Verilen metin:
* * *
Bir ağaç kaç yıl yaşar?
Şeftali ağacı otuz yıl yaşıyor. Vişne kırk, ayva elli yıl meyve veriyor. Kiraz altmış yıl, kavak, söğüt, fındık yüz yıldan iki yüz yıla kadar yaşayabiliyor. Armut üç yüz yıl yaşarken ceviz beş yüz yıl, zeytin, ıhlamur, meşe, kayın, çınar, sedir, köknar, bin yıla kadar ayakta kalabiliyor.
Bir yılbaşı ağacı en fazla üç hafta yaşıyor. Yaşamıyor aslında ayakta kalıyor. Ayakta kalıyor dediysem mecazi anlamda tabi ki onu sabit tutacak bir kökü yok, bağlı olduğu aparata tutunarak evin bir köşesinde -laminant parkenin üzerinde ya da halıda- öylece bekliyor. Bir çam ağacı kendi haline bırakılırsa yüz yıldan bin yıla kadar yaşayabiliyor. Ama onu kesip eve getirirseniz dediğim gibi en fazla üç hafta dayanıyor.
* * *
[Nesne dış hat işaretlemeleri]
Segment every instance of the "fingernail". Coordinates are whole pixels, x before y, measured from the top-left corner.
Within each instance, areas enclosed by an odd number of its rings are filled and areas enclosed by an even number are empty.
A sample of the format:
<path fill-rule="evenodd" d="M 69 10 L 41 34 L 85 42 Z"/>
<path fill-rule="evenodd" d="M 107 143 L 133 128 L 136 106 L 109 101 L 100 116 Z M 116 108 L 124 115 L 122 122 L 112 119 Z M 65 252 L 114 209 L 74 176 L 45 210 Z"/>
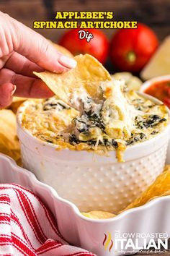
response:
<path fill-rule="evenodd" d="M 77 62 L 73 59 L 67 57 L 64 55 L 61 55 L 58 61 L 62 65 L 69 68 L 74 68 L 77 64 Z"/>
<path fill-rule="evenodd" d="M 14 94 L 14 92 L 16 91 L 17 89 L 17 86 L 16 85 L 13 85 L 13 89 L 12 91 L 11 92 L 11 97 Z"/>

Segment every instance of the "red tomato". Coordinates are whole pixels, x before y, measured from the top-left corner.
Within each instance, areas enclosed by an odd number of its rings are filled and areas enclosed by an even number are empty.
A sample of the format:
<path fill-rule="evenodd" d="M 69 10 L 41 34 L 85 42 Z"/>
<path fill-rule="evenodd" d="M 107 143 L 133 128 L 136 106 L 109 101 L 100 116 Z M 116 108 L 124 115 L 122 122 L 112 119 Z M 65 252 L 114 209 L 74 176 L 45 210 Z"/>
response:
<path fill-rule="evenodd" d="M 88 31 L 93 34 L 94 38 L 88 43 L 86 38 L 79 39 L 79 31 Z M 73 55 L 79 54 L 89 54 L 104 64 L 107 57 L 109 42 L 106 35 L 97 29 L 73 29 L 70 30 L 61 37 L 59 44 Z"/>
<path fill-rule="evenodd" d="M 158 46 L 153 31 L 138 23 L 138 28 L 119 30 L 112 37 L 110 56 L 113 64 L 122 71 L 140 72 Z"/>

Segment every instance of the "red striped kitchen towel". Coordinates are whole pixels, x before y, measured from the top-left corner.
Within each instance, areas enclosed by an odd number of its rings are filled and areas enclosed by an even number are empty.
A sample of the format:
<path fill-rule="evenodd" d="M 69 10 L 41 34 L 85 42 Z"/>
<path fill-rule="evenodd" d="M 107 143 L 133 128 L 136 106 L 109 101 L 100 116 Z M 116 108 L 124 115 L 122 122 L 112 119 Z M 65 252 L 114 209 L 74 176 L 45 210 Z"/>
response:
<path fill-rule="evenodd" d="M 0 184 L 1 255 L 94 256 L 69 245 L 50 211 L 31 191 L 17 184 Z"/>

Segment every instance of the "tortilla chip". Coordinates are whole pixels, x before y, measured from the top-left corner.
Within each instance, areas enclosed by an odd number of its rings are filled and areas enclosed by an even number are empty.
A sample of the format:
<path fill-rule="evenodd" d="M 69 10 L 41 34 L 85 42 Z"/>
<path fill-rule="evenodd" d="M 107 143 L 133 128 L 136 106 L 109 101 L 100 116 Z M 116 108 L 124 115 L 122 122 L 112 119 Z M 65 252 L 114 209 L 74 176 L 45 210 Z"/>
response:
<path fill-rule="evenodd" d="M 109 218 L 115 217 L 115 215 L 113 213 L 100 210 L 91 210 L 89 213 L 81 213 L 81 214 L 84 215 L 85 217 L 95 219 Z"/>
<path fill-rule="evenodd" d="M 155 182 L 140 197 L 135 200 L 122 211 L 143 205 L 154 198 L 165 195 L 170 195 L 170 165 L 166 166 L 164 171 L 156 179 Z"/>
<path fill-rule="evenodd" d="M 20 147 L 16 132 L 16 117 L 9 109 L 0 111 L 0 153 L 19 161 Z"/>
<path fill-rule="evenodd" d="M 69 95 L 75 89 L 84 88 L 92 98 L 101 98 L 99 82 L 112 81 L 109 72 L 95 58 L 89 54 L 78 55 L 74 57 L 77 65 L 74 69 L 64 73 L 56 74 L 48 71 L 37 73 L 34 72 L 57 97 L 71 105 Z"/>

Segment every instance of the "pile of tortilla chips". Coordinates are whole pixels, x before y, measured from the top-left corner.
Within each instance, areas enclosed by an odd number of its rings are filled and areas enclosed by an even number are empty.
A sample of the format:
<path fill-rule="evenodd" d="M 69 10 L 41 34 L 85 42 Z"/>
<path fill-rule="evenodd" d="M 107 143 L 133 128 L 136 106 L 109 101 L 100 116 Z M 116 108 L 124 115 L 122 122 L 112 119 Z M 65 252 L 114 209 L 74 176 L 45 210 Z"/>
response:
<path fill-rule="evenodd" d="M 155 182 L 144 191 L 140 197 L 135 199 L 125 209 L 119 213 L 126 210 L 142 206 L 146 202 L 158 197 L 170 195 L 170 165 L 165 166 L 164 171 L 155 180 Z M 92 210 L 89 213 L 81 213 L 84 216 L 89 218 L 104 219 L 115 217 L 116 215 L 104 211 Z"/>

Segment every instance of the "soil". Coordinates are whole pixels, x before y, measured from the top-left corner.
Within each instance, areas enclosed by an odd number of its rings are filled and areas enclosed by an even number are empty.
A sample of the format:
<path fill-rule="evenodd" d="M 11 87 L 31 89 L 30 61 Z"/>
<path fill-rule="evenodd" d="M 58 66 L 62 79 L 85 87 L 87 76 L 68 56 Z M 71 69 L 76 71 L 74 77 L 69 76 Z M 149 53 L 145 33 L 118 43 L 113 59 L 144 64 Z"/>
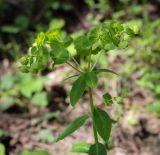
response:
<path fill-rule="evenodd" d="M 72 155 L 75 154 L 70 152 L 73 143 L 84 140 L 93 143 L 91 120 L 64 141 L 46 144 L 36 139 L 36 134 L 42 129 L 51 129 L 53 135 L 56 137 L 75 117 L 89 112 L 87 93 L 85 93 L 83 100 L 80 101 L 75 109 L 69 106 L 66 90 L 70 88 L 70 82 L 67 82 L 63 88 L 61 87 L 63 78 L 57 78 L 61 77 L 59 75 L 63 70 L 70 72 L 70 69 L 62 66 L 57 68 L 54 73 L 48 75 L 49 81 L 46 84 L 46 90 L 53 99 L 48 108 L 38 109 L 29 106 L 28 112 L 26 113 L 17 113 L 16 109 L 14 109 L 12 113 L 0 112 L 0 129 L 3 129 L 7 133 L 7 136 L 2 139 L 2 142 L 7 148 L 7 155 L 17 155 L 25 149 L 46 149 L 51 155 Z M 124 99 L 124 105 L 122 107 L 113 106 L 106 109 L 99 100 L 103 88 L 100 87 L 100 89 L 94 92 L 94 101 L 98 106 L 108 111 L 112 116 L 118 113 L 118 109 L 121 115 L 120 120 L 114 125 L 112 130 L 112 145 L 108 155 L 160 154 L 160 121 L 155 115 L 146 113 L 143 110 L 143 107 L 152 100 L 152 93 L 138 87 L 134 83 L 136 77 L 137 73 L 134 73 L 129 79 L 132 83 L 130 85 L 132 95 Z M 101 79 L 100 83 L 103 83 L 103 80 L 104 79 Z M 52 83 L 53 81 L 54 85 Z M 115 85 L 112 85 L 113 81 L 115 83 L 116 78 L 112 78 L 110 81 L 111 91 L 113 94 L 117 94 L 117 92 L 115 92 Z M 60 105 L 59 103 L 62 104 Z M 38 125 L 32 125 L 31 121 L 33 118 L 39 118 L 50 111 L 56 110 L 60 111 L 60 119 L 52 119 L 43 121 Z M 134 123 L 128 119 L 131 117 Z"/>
* * *
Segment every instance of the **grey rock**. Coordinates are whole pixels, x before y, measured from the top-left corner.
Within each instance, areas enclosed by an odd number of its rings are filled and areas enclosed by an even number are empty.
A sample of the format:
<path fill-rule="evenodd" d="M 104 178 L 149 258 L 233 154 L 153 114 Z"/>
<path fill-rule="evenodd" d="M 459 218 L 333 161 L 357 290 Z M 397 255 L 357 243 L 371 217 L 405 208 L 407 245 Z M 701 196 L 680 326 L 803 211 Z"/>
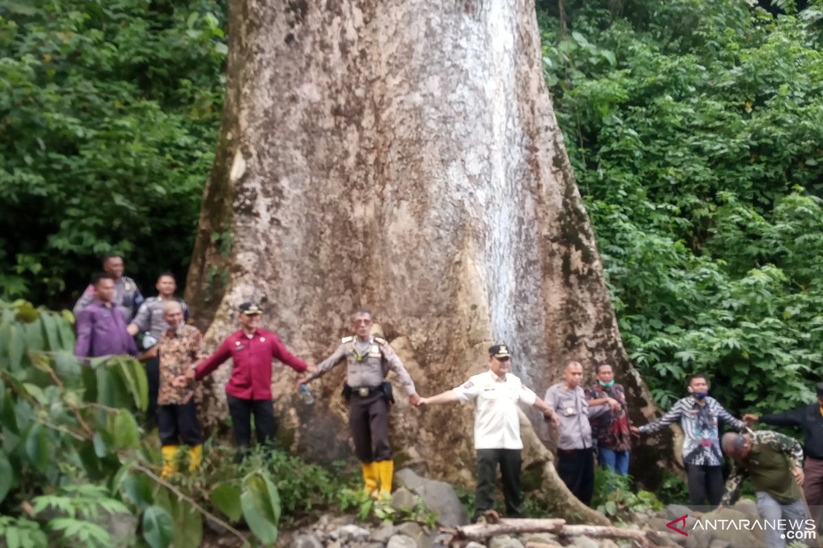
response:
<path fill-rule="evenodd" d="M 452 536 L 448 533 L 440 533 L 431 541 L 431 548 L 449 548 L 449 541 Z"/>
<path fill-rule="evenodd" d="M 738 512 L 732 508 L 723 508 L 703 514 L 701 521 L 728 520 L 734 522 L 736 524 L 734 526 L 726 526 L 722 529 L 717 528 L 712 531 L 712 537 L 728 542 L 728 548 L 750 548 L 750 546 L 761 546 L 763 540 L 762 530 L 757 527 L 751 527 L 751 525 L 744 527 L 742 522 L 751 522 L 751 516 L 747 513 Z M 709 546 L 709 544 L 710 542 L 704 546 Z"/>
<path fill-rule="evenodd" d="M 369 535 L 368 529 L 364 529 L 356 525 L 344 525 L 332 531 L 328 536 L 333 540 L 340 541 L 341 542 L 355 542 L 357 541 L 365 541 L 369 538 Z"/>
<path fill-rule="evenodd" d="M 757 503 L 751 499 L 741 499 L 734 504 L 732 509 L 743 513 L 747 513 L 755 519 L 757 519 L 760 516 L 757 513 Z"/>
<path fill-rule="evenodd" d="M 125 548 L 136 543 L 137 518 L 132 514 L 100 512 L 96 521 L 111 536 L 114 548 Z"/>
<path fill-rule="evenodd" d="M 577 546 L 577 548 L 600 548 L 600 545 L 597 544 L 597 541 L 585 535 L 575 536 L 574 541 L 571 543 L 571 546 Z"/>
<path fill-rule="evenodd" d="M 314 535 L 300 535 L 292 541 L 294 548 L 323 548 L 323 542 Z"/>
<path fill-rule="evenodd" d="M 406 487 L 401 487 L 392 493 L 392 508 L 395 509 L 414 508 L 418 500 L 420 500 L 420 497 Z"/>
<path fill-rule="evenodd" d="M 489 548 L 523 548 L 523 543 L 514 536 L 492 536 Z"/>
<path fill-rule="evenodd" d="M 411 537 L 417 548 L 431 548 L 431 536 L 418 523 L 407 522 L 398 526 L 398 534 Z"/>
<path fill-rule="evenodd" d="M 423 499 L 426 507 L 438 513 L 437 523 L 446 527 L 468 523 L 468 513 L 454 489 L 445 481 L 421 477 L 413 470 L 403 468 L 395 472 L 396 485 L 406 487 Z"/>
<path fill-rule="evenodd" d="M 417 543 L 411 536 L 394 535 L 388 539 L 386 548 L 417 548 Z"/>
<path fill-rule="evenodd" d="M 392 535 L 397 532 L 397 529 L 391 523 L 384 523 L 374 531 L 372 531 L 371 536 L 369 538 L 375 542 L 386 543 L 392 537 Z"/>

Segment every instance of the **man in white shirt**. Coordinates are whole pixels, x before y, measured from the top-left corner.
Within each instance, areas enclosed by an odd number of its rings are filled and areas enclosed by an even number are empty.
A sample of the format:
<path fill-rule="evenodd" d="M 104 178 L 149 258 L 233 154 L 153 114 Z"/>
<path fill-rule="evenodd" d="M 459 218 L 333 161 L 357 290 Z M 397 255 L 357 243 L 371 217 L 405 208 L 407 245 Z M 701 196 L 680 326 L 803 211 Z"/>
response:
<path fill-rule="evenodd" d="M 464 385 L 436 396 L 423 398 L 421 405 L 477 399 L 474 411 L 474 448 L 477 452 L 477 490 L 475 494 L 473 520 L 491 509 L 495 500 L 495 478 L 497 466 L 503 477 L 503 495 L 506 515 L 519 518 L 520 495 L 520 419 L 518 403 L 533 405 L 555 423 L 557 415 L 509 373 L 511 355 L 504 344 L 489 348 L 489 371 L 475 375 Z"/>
* * *
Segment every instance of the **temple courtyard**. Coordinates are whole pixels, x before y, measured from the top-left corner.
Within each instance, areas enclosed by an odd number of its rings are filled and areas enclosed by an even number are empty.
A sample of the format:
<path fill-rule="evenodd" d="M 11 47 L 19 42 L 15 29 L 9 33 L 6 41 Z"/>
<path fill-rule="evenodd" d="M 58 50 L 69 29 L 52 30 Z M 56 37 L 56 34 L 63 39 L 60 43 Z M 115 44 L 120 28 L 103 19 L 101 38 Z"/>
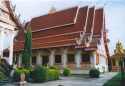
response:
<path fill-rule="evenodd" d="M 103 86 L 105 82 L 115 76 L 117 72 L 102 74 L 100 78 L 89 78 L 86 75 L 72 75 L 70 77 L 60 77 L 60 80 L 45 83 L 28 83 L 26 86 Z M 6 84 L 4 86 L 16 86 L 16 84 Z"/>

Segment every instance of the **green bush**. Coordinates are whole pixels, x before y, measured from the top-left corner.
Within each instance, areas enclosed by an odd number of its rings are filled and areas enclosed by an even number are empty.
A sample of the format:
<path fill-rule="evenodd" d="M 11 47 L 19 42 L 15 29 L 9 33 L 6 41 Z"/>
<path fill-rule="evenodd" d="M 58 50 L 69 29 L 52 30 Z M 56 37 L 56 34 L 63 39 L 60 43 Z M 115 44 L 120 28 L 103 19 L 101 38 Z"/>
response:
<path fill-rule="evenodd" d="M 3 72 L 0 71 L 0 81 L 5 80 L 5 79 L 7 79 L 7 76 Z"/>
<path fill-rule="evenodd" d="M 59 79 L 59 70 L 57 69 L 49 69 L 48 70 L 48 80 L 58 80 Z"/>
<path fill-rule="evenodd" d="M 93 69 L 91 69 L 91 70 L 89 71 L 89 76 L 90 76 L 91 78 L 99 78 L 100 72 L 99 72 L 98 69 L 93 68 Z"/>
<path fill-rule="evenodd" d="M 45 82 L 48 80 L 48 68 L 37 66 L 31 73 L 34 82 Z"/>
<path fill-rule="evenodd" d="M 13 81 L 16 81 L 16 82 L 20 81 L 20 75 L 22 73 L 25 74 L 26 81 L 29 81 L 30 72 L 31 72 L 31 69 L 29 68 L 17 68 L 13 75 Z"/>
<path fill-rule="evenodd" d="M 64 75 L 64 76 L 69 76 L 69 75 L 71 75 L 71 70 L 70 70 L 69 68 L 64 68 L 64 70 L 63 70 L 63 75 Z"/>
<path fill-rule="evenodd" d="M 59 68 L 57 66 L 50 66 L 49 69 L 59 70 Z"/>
* * *
Verilen görev A: Ağaçların ömrünü anlatan metne göre armut ağacı kaç yıl yaşıyor?
Verilen görev B: Ağaçların ömrünü anlatan metni kaldığı yerden devam ettirin.

Yazılı cevap A: Üç yüz yıl.

Yazılı cevap B:
Neden çam ağacı süslüyoruz? Neden evimizin ortasına bir ağaç dikip onu bir iki hafta misafir ediyoruz? Ve neden bunu Aralık ayının son haftalarında yapıyoruz? Yılbaşı ağacı kültürü -ihtiyacı- nereden geliyor -ki bu bir ihtiyaç mı- ? bunlar hep sorular
Çocuklarımıza ecnebi adetlerini öğretmeyin, gavur icatlarını ülkemize sokmayın gibi iğrenç ırkçı ve aşırı dinci bir tavırla sormuyorum tabi ki. Çok basit bir şekilde yapılan eylemde nedensellik arıyorum, -konuya öyle yaklaşıyorum... ve sadece Hristiyan olmayıp bu eylemi yapanlara değil, Hristiyan olup yapanlara da soruyorum...
Neden?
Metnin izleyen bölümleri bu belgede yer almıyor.